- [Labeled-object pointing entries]

* start *

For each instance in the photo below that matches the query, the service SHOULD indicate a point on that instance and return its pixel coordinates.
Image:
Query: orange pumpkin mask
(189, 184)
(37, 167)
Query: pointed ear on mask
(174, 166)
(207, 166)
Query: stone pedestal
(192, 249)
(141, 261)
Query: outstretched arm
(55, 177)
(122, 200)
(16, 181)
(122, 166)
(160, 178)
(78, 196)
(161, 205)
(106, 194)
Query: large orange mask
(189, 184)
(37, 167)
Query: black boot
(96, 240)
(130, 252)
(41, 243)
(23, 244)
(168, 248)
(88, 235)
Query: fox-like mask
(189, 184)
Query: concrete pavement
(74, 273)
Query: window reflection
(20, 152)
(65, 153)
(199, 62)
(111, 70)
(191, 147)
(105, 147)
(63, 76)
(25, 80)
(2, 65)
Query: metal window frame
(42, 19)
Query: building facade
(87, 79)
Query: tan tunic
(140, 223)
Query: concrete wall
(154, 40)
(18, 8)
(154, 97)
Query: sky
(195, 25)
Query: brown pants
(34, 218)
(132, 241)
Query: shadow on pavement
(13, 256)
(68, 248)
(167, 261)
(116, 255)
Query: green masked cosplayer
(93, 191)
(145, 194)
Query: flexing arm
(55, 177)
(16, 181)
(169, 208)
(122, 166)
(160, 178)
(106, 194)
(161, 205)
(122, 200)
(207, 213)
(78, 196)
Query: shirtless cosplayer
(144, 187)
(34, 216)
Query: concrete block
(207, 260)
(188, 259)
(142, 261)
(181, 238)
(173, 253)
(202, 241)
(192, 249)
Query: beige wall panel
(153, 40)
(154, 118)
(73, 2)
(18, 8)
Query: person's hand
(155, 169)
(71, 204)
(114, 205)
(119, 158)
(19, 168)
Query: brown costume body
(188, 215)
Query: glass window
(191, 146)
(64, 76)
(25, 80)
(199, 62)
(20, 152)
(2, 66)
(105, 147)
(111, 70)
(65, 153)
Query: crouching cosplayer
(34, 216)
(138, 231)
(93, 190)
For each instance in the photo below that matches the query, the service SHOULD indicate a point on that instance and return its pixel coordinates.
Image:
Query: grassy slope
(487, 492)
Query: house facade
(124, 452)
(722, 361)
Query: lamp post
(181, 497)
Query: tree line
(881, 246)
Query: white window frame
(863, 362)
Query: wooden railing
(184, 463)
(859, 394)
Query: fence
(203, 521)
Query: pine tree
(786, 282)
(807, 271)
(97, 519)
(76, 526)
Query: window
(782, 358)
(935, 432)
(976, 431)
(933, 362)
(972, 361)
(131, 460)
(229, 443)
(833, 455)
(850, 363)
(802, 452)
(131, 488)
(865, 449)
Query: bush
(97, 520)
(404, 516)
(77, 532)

* end *
* start *

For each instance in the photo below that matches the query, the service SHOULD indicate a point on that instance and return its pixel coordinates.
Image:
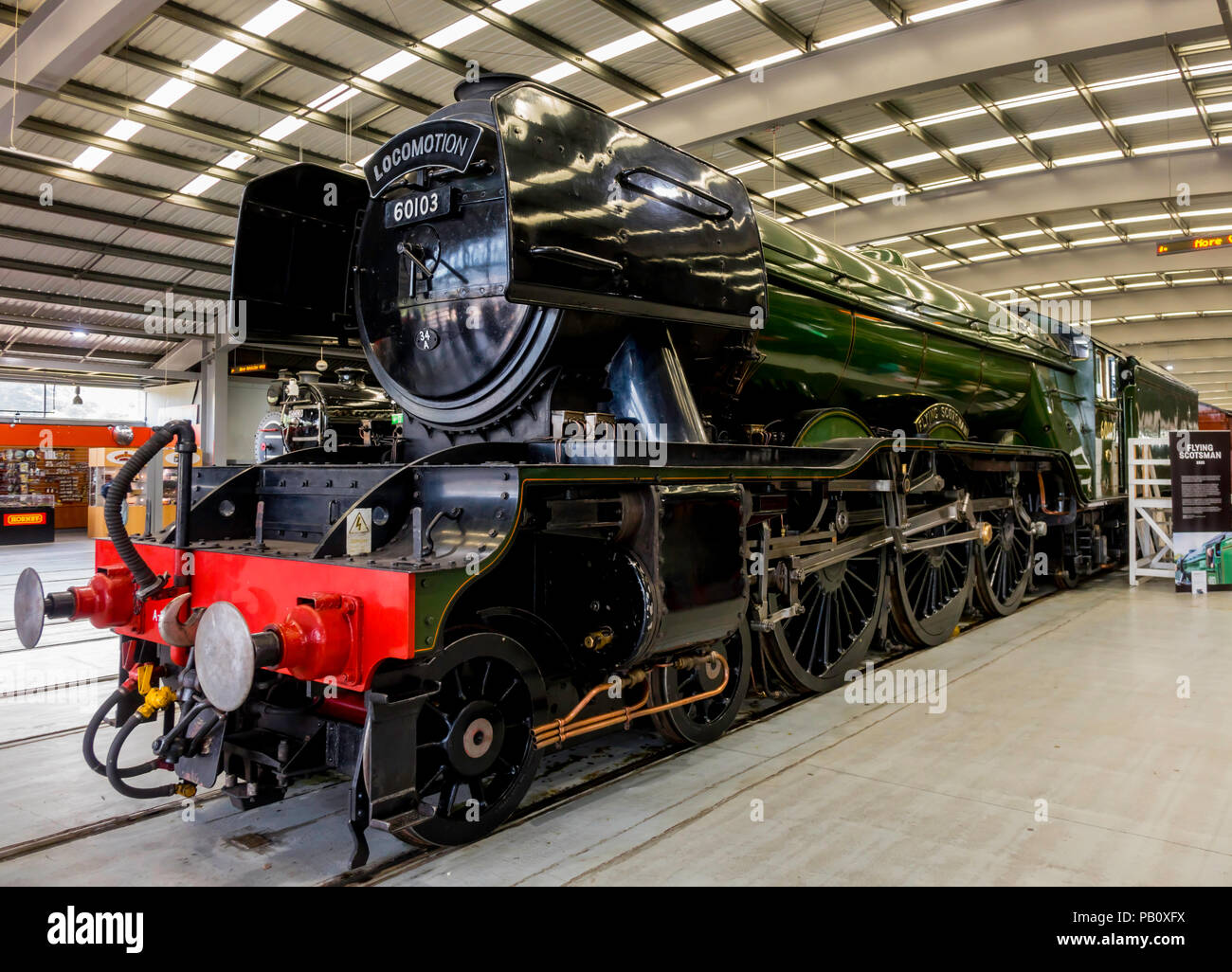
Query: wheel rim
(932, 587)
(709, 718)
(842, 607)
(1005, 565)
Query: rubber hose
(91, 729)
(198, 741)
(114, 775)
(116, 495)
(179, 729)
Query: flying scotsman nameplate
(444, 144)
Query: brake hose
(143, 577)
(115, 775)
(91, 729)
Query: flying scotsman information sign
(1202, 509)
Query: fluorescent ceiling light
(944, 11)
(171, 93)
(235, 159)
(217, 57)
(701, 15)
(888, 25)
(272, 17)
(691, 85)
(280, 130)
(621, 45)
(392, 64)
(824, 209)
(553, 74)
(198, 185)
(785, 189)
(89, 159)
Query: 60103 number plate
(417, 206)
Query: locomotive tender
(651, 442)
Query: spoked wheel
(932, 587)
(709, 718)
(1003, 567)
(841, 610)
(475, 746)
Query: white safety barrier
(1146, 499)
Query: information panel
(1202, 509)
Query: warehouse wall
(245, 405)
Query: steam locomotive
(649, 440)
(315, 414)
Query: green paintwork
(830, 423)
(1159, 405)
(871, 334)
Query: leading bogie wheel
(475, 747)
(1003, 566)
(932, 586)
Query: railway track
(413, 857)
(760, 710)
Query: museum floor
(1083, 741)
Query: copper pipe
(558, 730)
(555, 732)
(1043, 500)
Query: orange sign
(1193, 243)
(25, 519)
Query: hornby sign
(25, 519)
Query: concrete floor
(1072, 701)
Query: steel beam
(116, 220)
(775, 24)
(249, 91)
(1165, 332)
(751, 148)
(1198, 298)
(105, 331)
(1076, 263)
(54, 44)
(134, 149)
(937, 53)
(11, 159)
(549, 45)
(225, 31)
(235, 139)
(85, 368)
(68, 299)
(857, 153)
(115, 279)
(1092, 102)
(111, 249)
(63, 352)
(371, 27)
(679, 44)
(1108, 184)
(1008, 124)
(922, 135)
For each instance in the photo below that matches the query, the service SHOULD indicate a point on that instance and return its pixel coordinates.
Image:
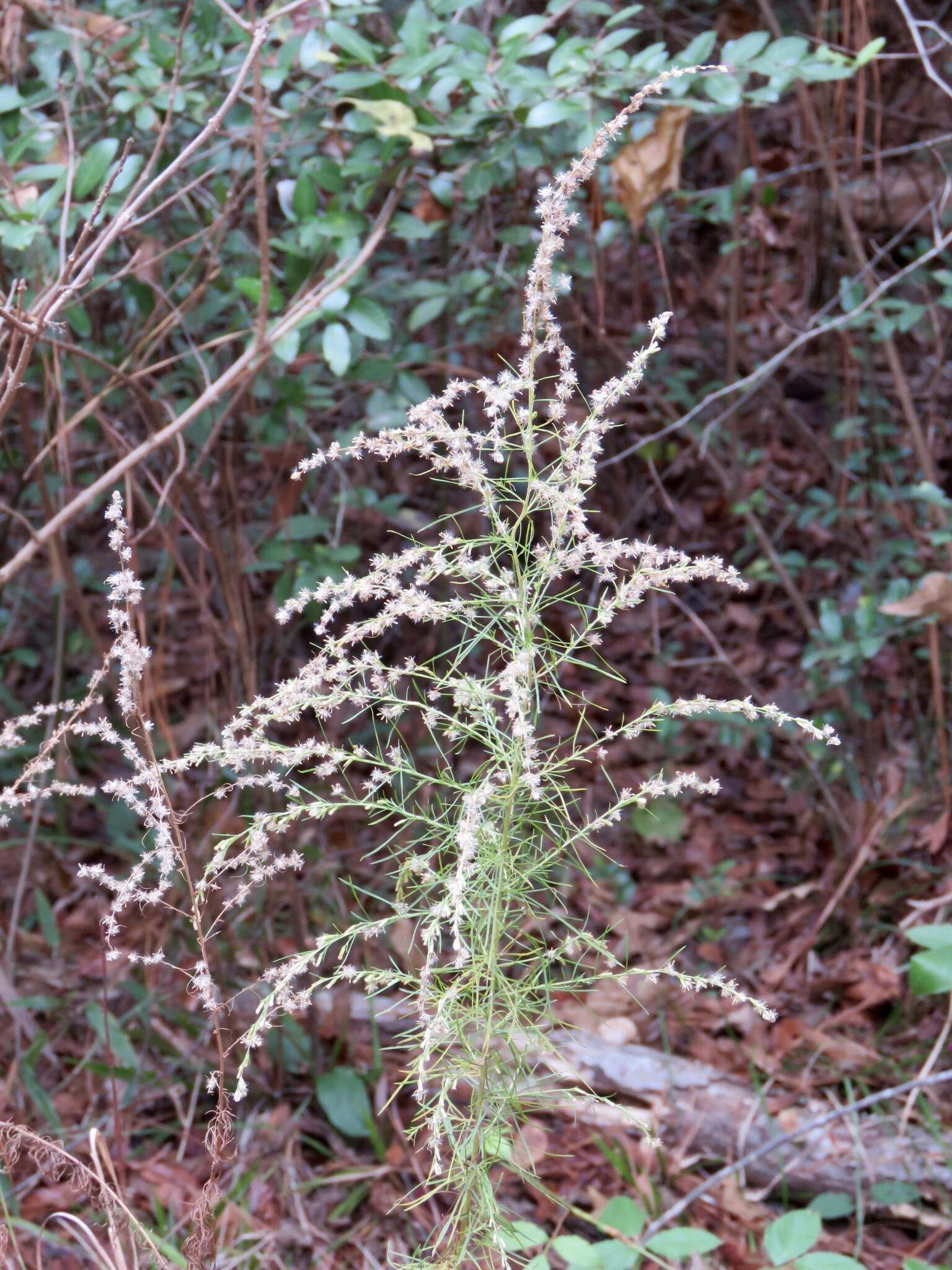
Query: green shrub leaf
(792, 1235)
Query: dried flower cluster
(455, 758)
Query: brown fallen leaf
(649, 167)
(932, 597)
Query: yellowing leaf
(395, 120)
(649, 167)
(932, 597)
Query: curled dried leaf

* end *
* start *

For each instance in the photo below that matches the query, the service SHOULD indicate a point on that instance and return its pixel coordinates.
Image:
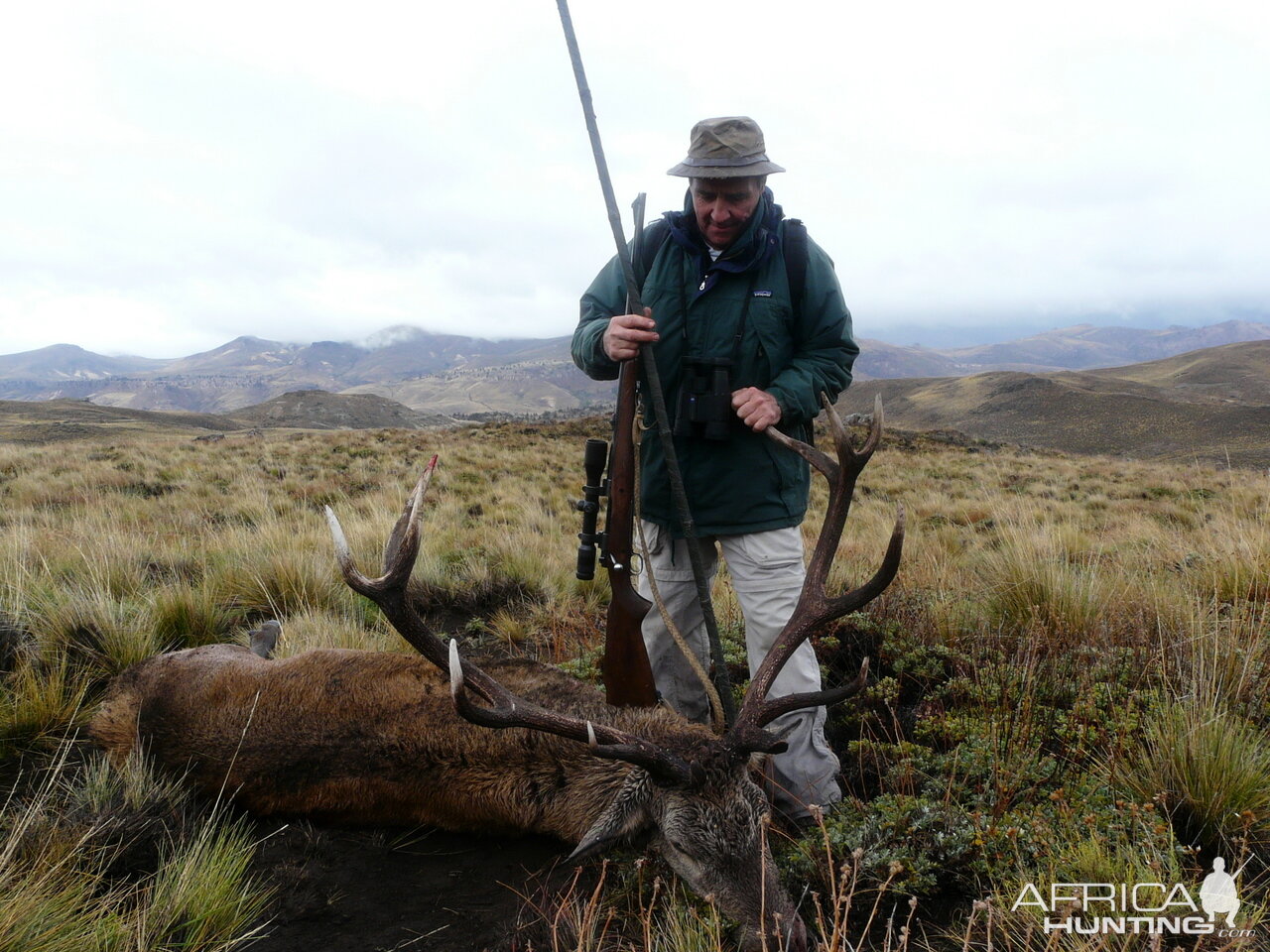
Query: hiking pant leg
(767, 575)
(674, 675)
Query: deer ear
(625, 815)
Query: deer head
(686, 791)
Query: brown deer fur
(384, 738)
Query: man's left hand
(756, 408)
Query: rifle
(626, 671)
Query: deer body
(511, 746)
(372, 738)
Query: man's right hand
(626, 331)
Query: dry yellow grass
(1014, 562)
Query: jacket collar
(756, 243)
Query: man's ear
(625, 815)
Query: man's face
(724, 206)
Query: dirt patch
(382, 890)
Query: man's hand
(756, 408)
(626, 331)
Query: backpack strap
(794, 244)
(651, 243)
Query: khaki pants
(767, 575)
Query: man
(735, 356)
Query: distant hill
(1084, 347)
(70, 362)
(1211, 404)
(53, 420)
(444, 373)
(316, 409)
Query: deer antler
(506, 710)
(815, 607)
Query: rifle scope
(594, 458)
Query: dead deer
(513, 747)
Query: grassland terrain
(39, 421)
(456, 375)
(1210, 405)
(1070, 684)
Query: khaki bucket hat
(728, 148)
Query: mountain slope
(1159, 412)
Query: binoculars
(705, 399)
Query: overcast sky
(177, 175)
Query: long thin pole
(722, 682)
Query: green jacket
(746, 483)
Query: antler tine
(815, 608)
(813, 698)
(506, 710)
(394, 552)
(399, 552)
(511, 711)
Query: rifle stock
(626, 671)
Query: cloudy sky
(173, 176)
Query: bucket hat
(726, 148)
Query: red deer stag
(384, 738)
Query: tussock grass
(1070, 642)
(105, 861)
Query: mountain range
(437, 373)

* end *

- [What to work on]
Write out verbatim the part of the items that opens with the line containing "Query: railway track" and closes with the line containing "Query: curled dried leaf", including both of those lines. Leave the pictures out of your answer.

- [Task output]
Query: railway track
(413, 857)
(760, 710)
Query: museum floor
(1083, 741)
Query: copper pipe
(558, 730)
(555, 732)
(1043, 500)
Query: orange sign
(1193, 243)
(25, 519)
Query: hornby sign
(25, 519)
Query: concrete floor
(1072, 701)
Query: steel beam
(116, 220)
(775, 24)
(249, 91)
(1165, 332)
(751, 148)
(1198, 298)
(105, 331)
(1076, 263)
(54, 44)
(134, 149)
(937, 53)
(11, 159)
(549, 45)
(225, 31)
(235, 139)
(85, 368)
(68, 299)
(857, 153)
(115, 279)
(1092, 102)
(111, 249)
(63, 352)
(371, 27)
(679, 44)
(1108, 184)
(1008, 124)
(922, 135)
For each instance in the photo below that matches the query, the service SHOULD indicate a point on that instance and return its pixel coordinates.
Image:
Query: green shrub leaf
(792, 1235)
Query: dried flower cluster
(455, 758)
Query: brown fallen leaf
(649, 167)
(932, 597)
Query: yellowing leaf
(395, 120)
(649, 167)
(932, 597)
Query: curled dried leaf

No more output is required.